文件段落 ::

.....

數據達爾文主義第一部:釋放科學數據於預訓練中的價值
Data Darwinism Part I: Unlocking the Value of Scientific Data for Pre-training
February 8, 2026
作者: Yiwei Qin, Zhen Huang, Tiantian Mi, Weiye Si, Chenyang Zhou, Qipeng Guo, Siyuan Feng, Pengfei Liu
cs.AI
摘要
資料品質決定基礎模型的效能,然而系統化的處理框架仍顯不足。我們提出「數據達爾文主義」——一個十級分類體系(L0-L9),將數據與模型的協同演化概念化:先進模型能為下一代系統生成更優質的數據。我們通過構建達爾文科學語料庫(9000億詞元,含L0-L5級)在科學文獻領域驗證此理論。研究發現原始科學文本存在可學習性鴻溝,為此我們運用前沿大語言模型實施L4(生成式優化)與L5(認知補全)策略,通過闡釋推理過程與專業術語來彌合這一鴻溝。
為確保嚴謹的歸因分析,我們從零開始預訓練daVinci-origin-3B/7B模型,並排除科學內容以建立無汙染的基準模型。經過6000億詞元的持續預訓練後,達爾文科學模型在20多項基準測試中分別以+2.12(3B)和+2.95(7B)分的優勢超越基準模型,在領域對齊任務中優勢更擴大至+5.60與+8.40分。系統性推進至L5級別可帶來+1.36分的總體增益,證實更高層級的數據處理能釋放潛在數據價值。我們公開達爾文科學語料庫與daVinci-origin模型,以推動基於協同演化機制的規範化發展。
English
Data quality determines foundation model performance, yet systematic processing frameworks are lacking. We introduce Data Darwinism, a ten-level taxonomy (L0-L9) that conceptualizes data-model co-evolution: advanced models produce superior data for next-generation systems. We validate this on scientific literature by constructing Darwin-Science, a 900B-token corpus (L0-L5). We identify a learnability gap in raw scientific text, which we bridge via L4 (Generative Refinement) and L5 (Cognitive Completion) using frontier LLMs to explicate reasoning and terminology.

.....

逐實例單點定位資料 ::
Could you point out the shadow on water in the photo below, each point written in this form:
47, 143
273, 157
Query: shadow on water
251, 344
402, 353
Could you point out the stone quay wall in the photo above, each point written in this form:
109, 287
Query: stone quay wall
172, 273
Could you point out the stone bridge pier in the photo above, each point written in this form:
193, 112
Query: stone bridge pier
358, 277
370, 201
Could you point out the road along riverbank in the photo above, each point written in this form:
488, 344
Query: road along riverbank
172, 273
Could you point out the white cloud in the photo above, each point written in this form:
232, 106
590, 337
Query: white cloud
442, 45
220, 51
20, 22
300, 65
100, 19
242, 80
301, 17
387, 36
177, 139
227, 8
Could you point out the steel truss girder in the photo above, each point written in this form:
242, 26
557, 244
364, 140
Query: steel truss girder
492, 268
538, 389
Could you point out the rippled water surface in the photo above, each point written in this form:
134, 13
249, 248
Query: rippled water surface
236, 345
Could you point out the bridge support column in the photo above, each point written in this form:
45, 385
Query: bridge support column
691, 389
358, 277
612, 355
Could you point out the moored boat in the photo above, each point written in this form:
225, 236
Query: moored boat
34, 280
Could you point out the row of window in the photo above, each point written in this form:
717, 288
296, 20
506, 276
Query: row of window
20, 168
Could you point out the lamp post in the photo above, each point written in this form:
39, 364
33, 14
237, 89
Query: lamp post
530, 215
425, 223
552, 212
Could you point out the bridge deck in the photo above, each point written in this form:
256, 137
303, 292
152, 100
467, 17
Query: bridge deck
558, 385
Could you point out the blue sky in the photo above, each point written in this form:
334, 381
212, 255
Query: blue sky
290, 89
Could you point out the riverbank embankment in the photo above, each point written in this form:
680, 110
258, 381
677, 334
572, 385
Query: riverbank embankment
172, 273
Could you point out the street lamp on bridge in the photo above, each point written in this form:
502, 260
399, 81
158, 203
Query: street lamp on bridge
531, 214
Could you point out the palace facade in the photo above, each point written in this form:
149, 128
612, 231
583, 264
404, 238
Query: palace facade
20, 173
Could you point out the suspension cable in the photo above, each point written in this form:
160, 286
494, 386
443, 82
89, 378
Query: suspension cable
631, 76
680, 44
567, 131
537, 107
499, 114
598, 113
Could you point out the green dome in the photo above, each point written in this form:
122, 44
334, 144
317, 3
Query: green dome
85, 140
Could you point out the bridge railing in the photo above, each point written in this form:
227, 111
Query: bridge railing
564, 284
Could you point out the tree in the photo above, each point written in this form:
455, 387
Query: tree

.....

任務一覽 ::
1/ 在關於數據達爾文主義的論文摘要中，達爾文科學語料庫共含多少詞元？
2/ 請續寫數據達爾文主義摘要的英文部分，從其最後一句之後接著寫。

逐題答案 ::
1/ 9000億詞元。

2/
To ensure rigorous attribution, we pre-trained daVinci-origin-3B/7B models from scratch, excluding scientific content to create contamination-free baselines. After 600B tokens of continued pre-training, Darwin-Science outperforms baselines by +2.12 (3B) and +2.95 (7B) points across 20+ benchmarks, rising to +5.60 and +8.40 points on domain-aligned tasks. Systematic progression to L5 yields a +1.36 total gain, confirming that higher-level processing unlocks latent data value. We release the Darwin-Science corpus and daVinci-origin models to enable principled, co-evolutionary development.